### Zu lösende Aufgaben
1) Gib aus dem Lesetext den Abschnitt zwischen „Die Legende will, dass“ und „angenommen werden darf.“, beide eingeschlossen, wörtlich aus.
2) Entscheide für jede der folgenden Aussagen, ob sie mit dem Lesetext übereinstimmt. Antworte jeweils mit Ja oder Nein und zitiere die entscheidenden Worte des Lesetexts wörtlich. (a) Der Grundstein für den Schlossturm wurde am 17. Juni 1715 gelegt. (b) Der Markgraf wurde aus Stein gehauen. (c) Die Figur des Markgrafen stand bis in die 1990er Jahre mitten in der Stadt.

### Lesetext
# # # # #
Die Legende will, dass die Gründung der Stadt Karlsruhe auf eine „traumatische“ Erfahrung des Markgrafen Carl Wilhelm von Baden-Durlach zurückgeht. Nach einer Jagd im Hardtwald soll ihm die Stadt (bzw. ein neues Schloss als deren perspektivischem Zentrum) zu Beginn des 18. Jahrhunderts im Traum erschienen sein. Am 17. Juni 1715 ließ Carl Wilhelm dem Traum Taten folgen und legte den Grundstein für den Schlossturm. Der Rest ist de facto Stadtgeschichte, auch wenn sich Experten darüber streiten, ob diese Grundsteinlegung de jure als chronologischer Nullpunkt der Siedlungsgenese angenommen werden darf.

Bundesgartenschau 1967

B. Rumold mit J. Fischer und kirchlichem Würdenträger, 1967

B. Rumold mit J. Fischer und kirchlichem Würdenträger, 1967

Die Bundesgartenschau 1967 in Karlsruhe war nicht nur für die Stadt, sondern auch für meinen Vater und den Rest der Familie (ich war damals in meinem zwölften Lebensjahr) ein großes Ereignis. Nicht weit vom Karlsruher Schloss entfernt stand meinem Vater eine Art Freiluft-Werkstatt zur Verfügung, wo er einen lebensgroßen „Markgrafen“ (Gründer der Stadt Karlsruhe, ca. 1715) mit Stock und Hut und Hund aus einem Stamm schlug. Bis in die 1990er Jahre hinein stand der Markgraf ganz in der Nähe seiner „Geburtsstätte“ einsam im Wald.
# # # # #
### Eingabedaten
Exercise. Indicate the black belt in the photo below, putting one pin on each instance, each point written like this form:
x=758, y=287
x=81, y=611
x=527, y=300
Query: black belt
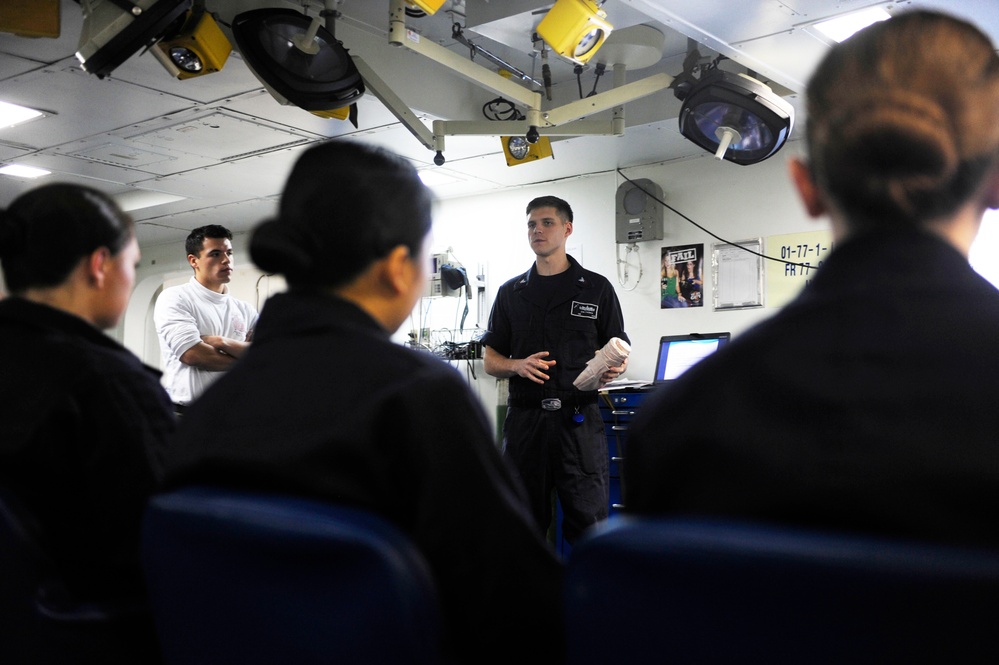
x=552, y=403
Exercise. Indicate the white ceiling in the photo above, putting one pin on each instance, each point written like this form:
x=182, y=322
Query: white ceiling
x=224, y=145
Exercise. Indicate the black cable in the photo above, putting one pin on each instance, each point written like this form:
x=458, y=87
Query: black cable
x=599, y=72
x=501, y=109
x=713, y=235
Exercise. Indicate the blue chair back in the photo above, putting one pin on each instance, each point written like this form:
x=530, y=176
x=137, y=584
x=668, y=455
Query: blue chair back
x=659, y=590
x=246, y=578
x=41, y=621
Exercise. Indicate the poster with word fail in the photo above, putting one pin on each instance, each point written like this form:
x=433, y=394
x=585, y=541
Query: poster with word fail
x=681, y=277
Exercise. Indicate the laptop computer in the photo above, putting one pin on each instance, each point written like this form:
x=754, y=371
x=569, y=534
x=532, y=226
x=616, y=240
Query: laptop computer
x=677, y=353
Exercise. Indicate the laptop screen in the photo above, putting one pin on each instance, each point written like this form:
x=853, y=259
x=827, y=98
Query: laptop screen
x=677, y=353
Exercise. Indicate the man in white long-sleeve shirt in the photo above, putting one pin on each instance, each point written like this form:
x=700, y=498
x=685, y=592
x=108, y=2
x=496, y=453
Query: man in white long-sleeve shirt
x=201, y=328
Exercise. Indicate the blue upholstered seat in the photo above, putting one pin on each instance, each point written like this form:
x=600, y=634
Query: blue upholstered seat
x=658, y=590
x=244, y=578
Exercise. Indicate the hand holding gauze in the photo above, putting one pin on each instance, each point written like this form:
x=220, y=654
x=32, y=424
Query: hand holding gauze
x=612, y=354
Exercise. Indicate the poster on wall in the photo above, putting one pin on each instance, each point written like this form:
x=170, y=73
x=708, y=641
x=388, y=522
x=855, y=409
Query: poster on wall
x=738, y=274
x=682, y=280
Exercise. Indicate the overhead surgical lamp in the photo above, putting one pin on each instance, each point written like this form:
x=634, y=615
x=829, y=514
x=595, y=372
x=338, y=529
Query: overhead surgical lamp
x=575, y=29
x=113, y=30
x=735, y=116
x=519, y=150
x=297, y=59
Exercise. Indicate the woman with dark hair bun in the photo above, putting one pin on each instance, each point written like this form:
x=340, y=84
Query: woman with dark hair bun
x=369, y=422
x=868, y=403
x=84, y=421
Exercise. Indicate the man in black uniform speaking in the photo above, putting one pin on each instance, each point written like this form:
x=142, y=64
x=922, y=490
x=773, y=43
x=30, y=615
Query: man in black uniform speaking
x=544, y=327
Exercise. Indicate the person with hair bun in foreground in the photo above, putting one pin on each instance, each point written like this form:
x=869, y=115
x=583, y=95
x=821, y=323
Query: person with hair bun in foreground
x=84, y=421
x=369, y=422
x=867, y=404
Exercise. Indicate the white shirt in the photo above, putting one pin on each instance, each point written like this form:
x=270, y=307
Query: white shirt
x=183, y=314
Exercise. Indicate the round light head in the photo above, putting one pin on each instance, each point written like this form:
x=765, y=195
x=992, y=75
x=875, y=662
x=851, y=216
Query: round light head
x=518, y=146
x=736, y=117
x=186, y=59
x=320, y=78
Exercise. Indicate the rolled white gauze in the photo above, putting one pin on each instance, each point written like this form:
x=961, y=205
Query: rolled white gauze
x=612, y=354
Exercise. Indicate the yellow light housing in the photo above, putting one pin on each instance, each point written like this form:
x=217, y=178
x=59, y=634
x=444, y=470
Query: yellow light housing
x=429, y=6
x=519, y=151
x=199, y=48
x=575, y=29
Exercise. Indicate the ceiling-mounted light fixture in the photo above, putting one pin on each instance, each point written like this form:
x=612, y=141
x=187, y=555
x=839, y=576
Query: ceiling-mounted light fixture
x=297, y=59
x=519, y=150
x=113, y=30
x=575, y=29
x=426, y=7
x=198, y=48
x=735, y=116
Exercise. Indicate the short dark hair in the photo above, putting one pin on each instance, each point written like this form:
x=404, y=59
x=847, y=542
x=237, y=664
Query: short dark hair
x=344, y=206
x=196, y=239
x=902, y=119
x=47, y=230
x=562, y=208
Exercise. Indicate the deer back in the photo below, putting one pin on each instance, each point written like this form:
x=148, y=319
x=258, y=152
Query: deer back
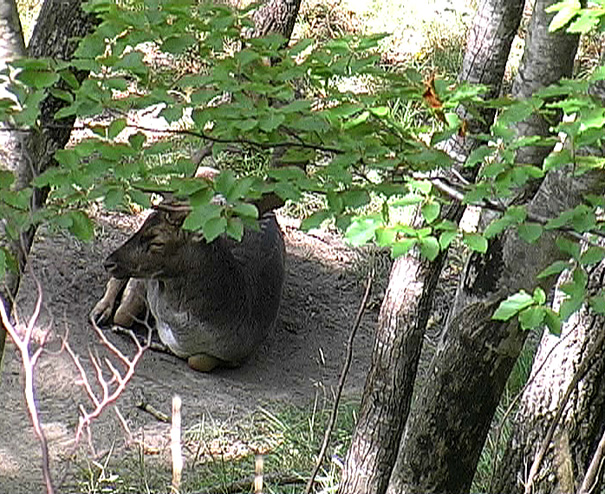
x=219, y=298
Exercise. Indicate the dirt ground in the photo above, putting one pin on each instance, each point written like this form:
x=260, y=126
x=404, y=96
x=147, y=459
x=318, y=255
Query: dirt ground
x=299, y=360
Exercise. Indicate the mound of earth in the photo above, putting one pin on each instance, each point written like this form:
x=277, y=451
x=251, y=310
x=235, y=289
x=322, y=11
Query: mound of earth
x=301, y=358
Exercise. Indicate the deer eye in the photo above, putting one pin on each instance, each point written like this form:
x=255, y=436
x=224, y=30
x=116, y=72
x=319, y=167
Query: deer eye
x=155, y=244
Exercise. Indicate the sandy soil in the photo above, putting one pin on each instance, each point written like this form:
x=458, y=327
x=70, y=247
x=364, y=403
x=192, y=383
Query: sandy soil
x=302, y=357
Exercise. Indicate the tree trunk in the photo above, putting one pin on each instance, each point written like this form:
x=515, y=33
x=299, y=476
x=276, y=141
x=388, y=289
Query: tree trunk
x=276, y=16
x=583, y=422
x=56, y=34
x=447, y=429
x=404, y=313
x=11, y=156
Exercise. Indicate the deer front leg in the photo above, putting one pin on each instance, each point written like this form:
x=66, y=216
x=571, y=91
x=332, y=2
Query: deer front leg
x=132, y=305
x=101, y=312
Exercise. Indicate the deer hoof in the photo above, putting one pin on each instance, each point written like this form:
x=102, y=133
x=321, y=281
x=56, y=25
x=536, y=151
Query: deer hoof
x=203, y=363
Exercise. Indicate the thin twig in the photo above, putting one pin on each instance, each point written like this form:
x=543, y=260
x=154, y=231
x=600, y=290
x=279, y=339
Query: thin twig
x=578, y=376
x=245, y=484
x=175, y=445
x=518, y=396
x=341, y=383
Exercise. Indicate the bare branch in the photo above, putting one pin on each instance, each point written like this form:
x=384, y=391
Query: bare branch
x=341, y=383
x=583, y=368
x=29, y=362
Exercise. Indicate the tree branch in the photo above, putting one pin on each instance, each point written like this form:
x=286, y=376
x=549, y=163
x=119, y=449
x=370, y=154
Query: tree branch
x=341, y=383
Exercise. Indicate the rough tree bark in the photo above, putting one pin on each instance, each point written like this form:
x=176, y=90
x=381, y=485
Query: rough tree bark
x=276, y=16
x=404, y=312
x=56, y=34
x=583, y=421
x=559, y=361
x=11, y=156
x=448, y=426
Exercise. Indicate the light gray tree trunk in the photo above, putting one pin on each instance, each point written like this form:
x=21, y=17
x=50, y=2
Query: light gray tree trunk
x=583, y=422
x=12, y=158
x=447, y=428
x=60, y=24
x=407, y=304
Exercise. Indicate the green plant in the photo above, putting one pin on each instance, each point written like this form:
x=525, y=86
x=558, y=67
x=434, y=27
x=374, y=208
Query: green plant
x=356, y=148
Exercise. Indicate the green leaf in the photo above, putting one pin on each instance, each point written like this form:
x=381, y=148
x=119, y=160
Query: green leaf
x=553, y=321
x=235, y=228
x=530, y=232
x=402, y=247
x=478, y=155
x=225, y=182
x=568, y=247
x=592, y=255
x=362, y=229
x=429, y=247
x=355, y=198
x=430, y=211
x=116, y=127
x=137, y=140
x=513, y=305
x=475, y=242
x=569, y=306
x=271, y=121
x=200, y=215
x=246, y=210
x=597, y=303
x=2, y=264
x=358, y=120
x=81, y=226
x=380, y=111
x=446, y=238
x=566, y=11
x=315, y=220
x=532, y=317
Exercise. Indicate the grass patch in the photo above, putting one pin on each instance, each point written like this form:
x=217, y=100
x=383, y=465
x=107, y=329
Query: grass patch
x=220, y=454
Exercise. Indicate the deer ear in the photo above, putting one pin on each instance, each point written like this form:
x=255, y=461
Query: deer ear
x=176, y=217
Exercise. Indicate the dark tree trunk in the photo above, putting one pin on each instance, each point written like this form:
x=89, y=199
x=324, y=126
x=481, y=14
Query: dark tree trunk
x=60, y=25
x=389, y=385
x=276, y=16
x=446, y=431
x=583, y=422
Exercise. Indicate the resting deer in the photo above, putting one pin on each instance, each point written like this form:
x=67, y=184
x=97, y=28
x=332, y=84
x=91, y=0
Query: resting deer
x=213, y=303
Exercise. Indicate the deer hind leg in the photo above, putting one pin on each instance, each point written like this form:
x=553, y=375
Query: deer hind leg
x=101, y=312
x=203, y=362
x=133, y=304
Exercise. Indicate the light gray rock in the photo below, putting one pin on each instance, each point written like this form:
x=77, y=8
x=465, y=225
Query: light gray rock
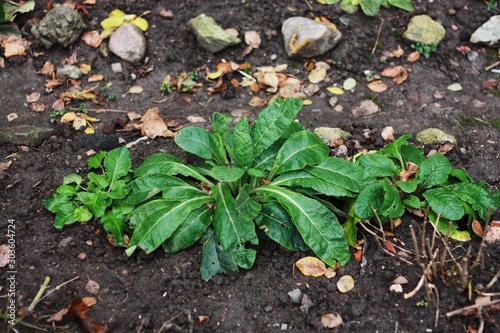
x=210, y=35
x=25, y=135
x=488, y=33
x=331, y=134
x=306, y=38
x=71, y=71
x=128, y=43
x=62, y=25
x=423, y=29
x=434, y=136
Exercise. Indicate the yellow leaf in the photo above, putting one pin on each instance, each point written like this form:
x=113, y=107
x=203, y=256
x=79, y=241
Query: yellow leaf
x=68, y=117
x=117, y=13
x=335, y=90
x=112, y=22
x=377, y=86
x=214, y=75
x=135, y=90
x=317, y=75
x=141, y=23
x=311, y=266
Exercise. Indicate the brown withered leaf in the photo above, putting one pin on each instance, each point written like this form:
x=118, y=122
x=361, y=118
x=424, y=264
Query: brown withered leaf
x=15, y=46
x=79, y=309
x=92, y=38
x=33, y=97
x=47, y=69
x=152, y=124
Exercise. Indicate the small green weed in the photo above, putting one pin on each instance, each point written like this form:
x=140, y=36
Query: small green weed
x=424, y=49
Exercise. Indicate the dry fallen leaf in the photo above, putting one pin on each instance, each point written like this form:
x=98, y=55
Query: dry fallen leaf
x=92, y=38
x=257, y=101
x=92, y=287
x=152, y=124
x=33, y=97
x=252, y=38
x=15, y=46
x=345, y=283
x=331, y=320
x=4, y=248
x=311, y=266
x=317, y=75
x=47, y=69
x=196, y=119
x=377, y=86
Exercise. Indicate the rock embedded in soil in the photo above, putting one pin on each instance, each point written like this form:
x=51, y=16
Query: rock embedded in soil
x=306, y=38
x=62, y=25
x=434, y=136
x=423, y=29
x=128, y=43
x=210, y=35
x=25, y=135
x=488, y=33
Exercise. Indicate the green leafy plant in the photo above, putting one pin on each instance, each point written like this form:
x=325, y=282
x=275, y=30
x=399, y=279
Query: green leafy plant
x=273, y=180
x=424, y=49
x=369, y=7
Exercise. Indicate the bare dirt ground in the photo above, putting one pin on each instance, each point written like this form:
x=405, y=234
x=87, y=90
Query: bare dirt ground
x=160, y=292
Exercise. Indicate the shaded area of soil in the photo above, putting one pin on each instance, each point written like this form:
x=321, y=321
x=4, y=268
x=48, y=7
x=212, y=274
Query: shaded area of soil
x=146, y=293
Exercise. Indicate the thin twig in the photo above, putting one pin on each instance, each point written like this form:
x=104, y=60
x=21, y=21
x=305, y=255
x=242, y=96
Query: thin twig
x=471, y=307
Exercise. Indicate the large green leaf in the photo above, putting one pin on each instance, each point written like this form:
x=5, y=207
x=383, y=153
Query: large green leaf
x=301, y=149
x=214, y=259
x=117, y=164
x=274, y=220
x=168, y=165
x=242, y=144
x=317, y=225
x=371, y=197
x=476, y=196
x=114, y=221
x=162, y=223
x=193, y=227
x=446, y=203
x=95, y=202
x=231, y=226
x=302, y=178
x=198, y=141
x=342, y=174
x=272, y=121
x=377, y=165
x=433, y=171
x=392, y=206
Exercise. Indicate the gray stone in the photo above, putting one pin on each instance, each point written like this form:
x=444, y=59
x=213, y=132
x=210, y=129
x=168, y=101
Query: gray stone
x=331, y=134
x=434, y=136
x=128, y=43
x=488, y=33
x=25, y=135
x=306, y=38
x=210, y=35
x=62, y=25
x=71, y=71
x=423, y=29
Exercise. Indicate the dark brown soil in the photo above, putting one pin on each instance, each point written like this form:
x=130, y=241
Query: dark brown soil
x=160, y=292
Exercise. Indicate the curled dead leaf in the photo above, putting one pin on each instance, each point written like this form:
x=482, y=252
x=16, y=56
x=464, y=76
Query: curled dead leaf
x=345, y=283
x=377, y=86
x=311, y=266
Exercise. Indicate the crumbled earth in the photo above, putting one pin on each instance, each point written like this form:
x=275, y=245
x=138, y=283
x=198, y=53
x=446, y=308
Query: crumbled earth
x=160, y=292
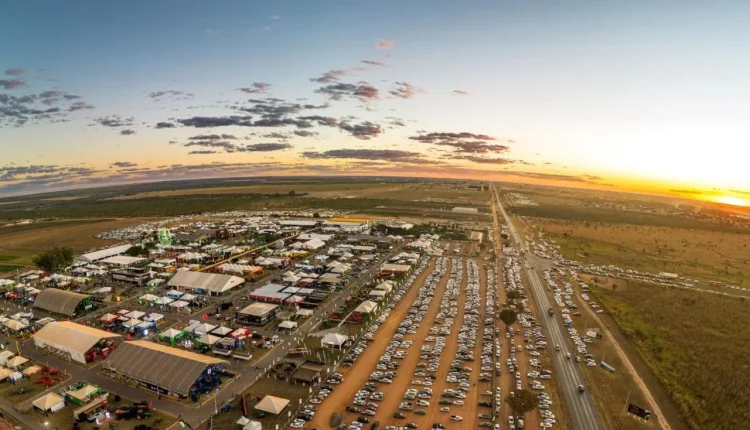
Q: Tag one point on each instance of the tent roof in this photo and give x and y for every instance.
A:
(58, 301)
(272, 404)
(47, 402)
(71, 336)
(171, 368)
(334, 339)
(205, 281)
(366, 307)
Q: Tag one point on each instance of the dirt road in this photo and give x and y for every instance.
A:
(357, 375)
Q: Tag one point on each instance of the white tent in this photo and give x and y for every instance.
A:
(179, 304)
(366, 307)
(164, 301)
(272, 405)
(333, 340)
(135, 314)
(49, 403)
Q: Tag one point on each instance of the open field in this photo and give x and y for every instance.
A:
(702, 254)
(18, 246)
(695, 343)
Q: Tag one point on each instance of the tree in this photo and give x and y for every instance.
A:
(522, 401)
(55, 259)
(508, 316)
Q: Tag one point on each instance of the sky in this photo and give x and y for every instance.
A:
(638, 95)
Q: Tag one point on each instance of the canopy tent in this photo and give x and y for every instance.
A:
(366, 307)
(174, 294)
(272, 405)
(333, 340)
(240, 333)
(164, 301)
(172, 334)
(49, 403)
(208, 339)
(203, 329)
(16, 361)
(136, 314)
(154, 317)
(221, 331)
(305, 312)
(108, 317)
(4, 373)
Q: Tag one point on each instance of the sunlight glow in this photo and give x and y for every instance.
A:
(730, 200)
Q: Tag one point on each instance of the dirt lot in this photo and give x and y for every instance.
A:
(18, 247)
(703, 254)
(356, 376)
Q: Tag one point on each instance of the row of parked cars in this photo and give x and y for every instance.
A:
(534, 342)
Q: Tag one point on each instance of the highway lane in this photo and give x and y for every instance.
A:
(581, 407)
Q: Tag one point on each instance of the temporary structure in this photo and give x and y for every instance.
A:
(272, 405)
(50, 403)
(333, 340)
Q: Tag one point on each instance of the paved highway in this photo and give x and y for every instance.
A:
(581, 407)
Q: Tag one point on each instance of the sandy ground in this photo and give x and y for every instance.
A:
(356, 376)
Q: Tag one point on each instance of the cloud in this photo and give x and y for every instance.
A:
(266, 147)
(484, 160)
(10, 84)
(557, 177)
(462, 142)
(385, 44)
(114, 121)
(256, 88)
(203, 152)
(304, 133)
(79, 106)
(390, 155)
(212, 137)
(404, 90)
(170, 94)
(123, 164)
(362, 91)
(374, 63)
(330, 76)
(364, 131)
(207, 121)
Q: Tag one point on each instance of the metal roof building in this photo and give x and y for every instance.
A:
(161, 366)
(209, 283)
(71, 338)
(61, 302)
(104, 253)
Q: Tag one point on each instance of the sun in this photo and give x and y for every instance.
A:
(731, 200)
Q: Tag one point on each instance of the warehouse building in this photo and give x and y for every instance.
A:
(78, 342)
(104, 253)
(257, 313)
(62, 302)
(162, 368)
(205, 283)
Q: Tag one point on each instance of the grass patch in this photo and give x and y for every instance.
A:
(696, 344)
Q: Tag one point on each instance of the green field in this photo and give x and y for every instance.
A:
(697, 345)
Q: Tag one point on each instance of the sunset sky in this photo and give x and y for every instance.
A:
(635, 95)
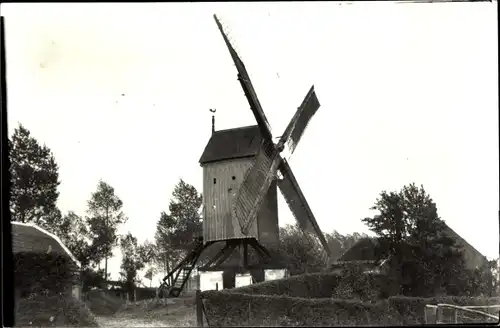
# # # # #
### Antworten pro Aufgabe
1)
Die Legende will, dass die Gründung der Stadt Karlsruhe auf eine „traumatische“ Erfahrung des Markgrafen Carl Wilhelm von Baden-Durlach zurückgeht. Nach einer Jagd im Hardtwald soll ihm die Stadt (bzw. ein neues Schloss als deren perspektivischem Zentrum) zu Beginn des 18. Jahrhunderts im Traum erschienen sein. Am 17. Juni 1715 ließ Carl Wilhelm dem Traum Taten folgen und legte den Grundstein für den Schlossturm. Der Rest ist de facto Stadtgeschichte, auch wenn sich Experten darüber streiten, ob diese Grundsteinlegung de jure als chronologischer Nullpunkt der Siedlungsgenese angenommen werden darf.

2)
(a) Ja: „Am 17. Juni 1715 ließ Carl Wilhelm dem Traum Taten folgen und legte den Grundstein für den Schlossturm.“
(b) Nein: „aus einem Stamm schlug“
(c) Nein: „Bis in die 1990er Jahre hinein stand der Markgraf ganz in der Nähe seiner „Geburtsstätte“ einsam im Wald.“